* _LISTED RECORDS_
══════════════════════════════

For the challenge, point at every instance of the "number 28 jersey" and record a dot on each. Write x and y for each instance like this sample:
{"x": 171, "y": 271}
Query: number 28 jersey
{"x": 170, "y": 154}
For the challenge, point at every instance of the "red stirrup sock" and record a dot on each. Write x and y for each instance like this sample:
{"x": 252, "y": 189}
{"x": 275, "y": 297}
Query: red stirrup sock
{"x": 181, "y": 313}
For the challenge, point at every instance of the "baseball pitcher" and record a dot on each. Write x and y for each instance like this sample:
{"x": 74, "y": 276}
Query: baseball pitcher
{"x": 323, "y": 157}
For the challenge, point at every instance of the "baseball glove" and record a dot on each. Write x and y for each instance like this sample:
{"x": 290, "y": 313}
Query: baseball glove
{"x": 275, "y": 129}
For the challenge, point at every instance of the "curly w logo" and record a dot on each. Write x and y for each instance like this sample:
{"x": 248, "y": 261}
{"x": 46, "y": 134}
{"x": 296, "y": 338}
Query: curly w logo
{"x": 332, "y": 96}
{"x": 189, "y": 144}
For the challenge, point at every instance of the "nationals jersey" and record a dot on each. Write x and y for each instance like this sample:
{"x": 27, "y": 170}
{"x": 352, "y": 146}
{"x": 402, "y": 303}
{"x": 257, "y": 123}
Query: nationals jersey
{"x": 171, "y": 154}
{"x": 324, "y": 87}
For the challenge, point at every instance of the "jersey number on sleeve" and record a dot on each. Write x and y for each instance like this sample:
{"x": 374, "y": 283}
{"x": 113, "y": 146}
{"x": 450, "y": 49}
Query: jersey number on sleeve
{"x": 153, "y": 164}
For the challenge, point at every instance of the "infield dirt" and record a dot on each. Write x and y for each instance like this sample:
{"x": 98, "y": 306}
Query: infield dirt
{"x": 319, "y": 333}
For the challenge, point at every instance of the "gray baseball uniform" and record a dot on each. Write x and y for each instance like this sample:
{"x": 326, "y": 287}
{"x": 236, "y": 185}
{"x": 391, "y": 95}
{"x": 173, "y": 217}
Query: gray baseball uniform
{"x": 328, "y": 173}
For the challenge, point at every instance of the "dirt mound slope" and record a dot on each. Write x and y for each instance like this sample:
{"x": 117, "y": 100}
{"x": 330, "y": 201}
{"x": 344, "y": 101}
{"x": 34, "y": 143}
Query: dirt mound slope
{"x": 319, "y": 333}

══════════════════════════════

* _WORK ITEM_
Copy each line above exactly as it stands.

* _COMPLETED TASK_
For the challenge, point at every instance of the "number 28 jersey" and record a dot on each. Write x and y for each instance like this sample:
{"x": 171, "y": 271}
Query: number 28 jersey
{"x": 170, "y": 154}
For the challenge, point at every instance of the "red stirrup sock" and record a dot on each. Write x and y for each instance like this sample:
{"x": 252, "y": 189}
{"x": 275, "y": 297}
Query: red stirrup sock
{"x": 181, "y": 313}
For the challenge, point at every instance of the "baseball pitcher" and record a dot on each. Write x and y for each instance like this sample:
{"x": 74, "y": 276}
Query: baseball pitcher
{"x": 323, "y": 157}
For the challenge, point at every instance of the "baseball glove" and record a dot on each. Write x and y for each instance like this sample:
{"x": 290, "y": 313}
Query: baseball glove
{"x": 275, "y": 129}
For the challenge, point at every instance of the "curly w logo" and record a dot on each. Write x and y for each instance like this sample:
{"x": 248, "y": 261}
{"x": 46, "y": 134}
{"x": 296, "y": 338}
Query: curly w logo
{"x": 332, "y": 96}
{"x": 189, "y": 144}
For the challenge, point at every instance of the "nationals jersey" and record a dot on each. Write x and y for each instance like this sample:
{"x": 27, "y": 170}
{"x": 352, "y": 146}
{"x": 402, "y": 303}
{"x": 257, "y": 123}
Query: nationals jersey
{"x": 171, "y": 154}
{"x": 324, "y": 87}
For the challenge, point at every instance of the "jersey number on sleeve" and record a dot on each. Write x and y for each instance like this sample:
{"x": 374, "y": 283}
{"x": 113, "y": 146}
{"x": 450, "y": 49}
Query: jersey number on sleeve
{"x": 153, "y": 164}
For the challenge, point at every instance of the "infield dirt" and record a dot on each. Write x and y for each instance like this sample:
{"x": 98, "y": 306}
Query: infield dirt
{"x": 319, "y": 333}
For the challenge, point at every instance of the "gray baseball uniform" and record a dot on each. Write x and y for each instance like this sample:
{"x": 326, "y": 287}
{"x": 236, "y": 185}
{"x": 391, "y": 95}
{"x": 173, "y": 217}
Query: gray baseball uniform
{"x": 328, "y": 173}
For the challenge, point at every instance of the "dirt mound slope" and record a dot on each. Write x and y for each instance like this sample:
{"x": 117, "y": 100}
{"x": 330, "y": 201}
{"x": 344, "y": 101}
{"x": 34, "y": 143}
Query: dirt mound slope
{"x": 319, "y": 333}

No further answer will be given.